*Arbeitsanweisungen*:
#1 Seit welchem Jahr trinkt man laut dem Text über die Tapas in Sevilla im »El Rinconcillo« sein Glas Wein?
#2 Führe den Text über die Tapas in Sevilla im Anschluss an seinen letzten Satz weiter.

*Bereitgestellter Text*:
Spaniens größte autonome Gemeinschaft blickt auf eine reiche Geschichte zurück, die sich auch in den kulinarischen Spezialitäten widerspiegelt.

Ohne einen ausgedehnten tapeo wäre ein Besuch in Sevilla unvollständig. Tapear, also von Bar zu Bar ziehen und überall ein paar Häppchen und ein Glas Bier oder Wein einnehmen – das gehört zu einem Besuch in Sevilla mindestens ebenso dazu wie die Besichtigung der Kathedrale und ihres berühmten Glockenturms Giralda. Gegessen und getrunken wird zumeist im Stehen, und bei schönem Wetter wird es auch vor den Lokalen richtig voll. In den engen Gassen im Barrio de Santa Cruz etwa gibt es dann kaum noch ein Durchkommen. Wer sich bis zur Theke durchgekämpft hat, muss sich entscheiden – das Angebot ist riesig, variiert von Lokal zu Lokal, von Tag zu Tag. Die meisten Tapas sind hausgemacht und frisch, vor allem Fisch, Meeresfrüchte, Fleisch, Gemüse und natürlich Schinken, werden fantasievoll miteinander kombiniert.
»El Rinconcillo« ist eine bei Touristen besonders beliebte Tapasbar. Sie soll die älteste in ganz Andalusien sein. Seit 1670 trinkt man hier sein Gläschen Wein, und noch immer kritzeln die Kellner die Rechnung mit Kreide auf die Holztheke. Kreide benutzt auch Sixto Tovar Gutiérrez. In seiner angesagten Bar »Espacio Eslava« im Quartier San Lorenzo schreibt er die aktuellen Angebote auf große Tafeln. Costillas de cerdo, knusprige und zugleich wunderbar zarte, in Honig gegarte Schweinerippchen sind ebenso aufgelistet wie leckere, perfekt gebratene Rotbarben aus Conil von der nahen Costa de la Luz. Riesig ist auch das Weinangebot. Fast alle Weinregionen Spaniens sind mit guten Winzern vertreten. Weil viele Weine auch offen und zu moderaten Preisen angeboten werden, kann man schön durchprobieren. Kein Wunder, dass es hier jeden Abend gerammelt voll ist und die Menschen das Gedränge gern in Kauf nehmen.

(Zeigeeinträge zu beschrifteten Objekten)

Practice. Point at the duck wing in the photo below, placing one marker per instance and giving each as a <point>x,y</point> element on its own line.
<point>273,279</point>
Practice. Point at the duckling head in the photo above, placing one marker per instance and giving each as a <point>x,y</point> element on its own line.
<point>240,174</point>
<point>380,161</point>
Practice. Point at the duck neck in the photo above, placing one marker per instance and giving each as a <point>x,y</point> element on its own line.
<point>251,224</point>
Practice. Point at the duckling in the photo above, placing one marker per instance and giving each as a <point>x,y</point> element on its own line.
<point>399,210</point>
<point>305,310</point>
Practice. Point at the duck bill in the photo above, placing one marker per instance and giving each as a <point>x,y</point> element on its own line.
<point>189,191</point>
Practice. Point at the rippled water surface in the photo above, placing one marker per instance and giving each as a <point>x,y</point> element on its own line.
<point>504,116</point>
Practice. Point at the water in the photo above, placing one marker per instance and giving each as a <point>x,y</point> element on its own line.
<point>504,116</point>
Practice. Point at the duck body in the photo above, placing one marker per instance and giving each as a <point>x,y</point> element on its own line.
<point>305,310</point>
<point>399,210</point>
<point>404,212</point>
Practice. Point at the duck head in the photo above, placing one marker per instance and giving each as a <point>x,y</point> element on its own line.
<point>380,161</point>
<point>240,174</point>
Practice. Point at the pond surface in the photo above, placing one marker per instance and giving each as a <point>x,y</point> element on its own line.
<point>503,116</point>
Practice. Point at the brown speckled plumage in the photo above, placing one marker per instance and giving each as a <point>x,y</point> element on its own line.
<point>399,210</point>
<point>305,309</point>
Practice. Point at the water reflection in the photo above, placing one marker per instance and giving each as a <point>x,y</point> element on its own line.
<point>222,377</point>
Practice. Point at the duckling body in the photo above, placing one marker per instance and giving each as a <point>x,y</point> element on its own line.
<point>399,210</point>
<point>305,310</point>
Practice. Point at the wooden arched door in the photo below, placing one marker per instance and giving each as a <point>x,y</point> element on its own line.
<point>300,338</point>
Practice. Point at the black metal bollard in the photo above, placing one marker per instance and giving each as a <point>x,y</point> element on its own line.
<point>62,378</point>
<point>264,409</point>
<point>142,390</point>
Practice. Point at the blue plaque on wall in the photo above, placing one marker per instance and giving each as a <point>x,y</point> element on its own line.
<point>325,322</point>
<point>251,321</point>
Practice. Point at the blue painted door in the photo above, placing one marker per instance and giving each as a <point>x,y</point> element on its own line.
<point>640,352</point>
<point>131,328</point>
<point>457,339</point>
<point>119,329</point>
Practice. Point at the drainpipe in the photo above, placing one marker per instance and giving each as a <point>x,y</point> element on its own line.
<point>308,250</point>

*Lösungen der Aufgaben*:
#1 Seit 1670.

#2
Wer es bequemer möchte, reserviert rechtzeitig im »conTenedor« und kann sich dort am Tisch bedienen lassen. Im stilvoll mit Kunstwerken und frischen Blumen dekorierten Slow-Food-Restaurant kommen frisch zubereitete Gerichte mit Zutaten aus der Region auf den Tisch. Klassiker sind Arroz crujiente con pato, Ente mit knusprigem Reis, sowie Pulpo, raffiniert mit Zitrone, Salbei und Rosmarin mariniert und anschließend perfekt gegrillt. Auch in Sachen Wein kommen die Gäste auf ihre Kosten – darunter überraschend gute Tropfen aus der Region wie die Cuvées von Tempranillo und Syrah »Pago del Zancuo« der Bodega La Margarita oder »Overo Tinto Crianza« aus der Bodega Gonzalez Palacio.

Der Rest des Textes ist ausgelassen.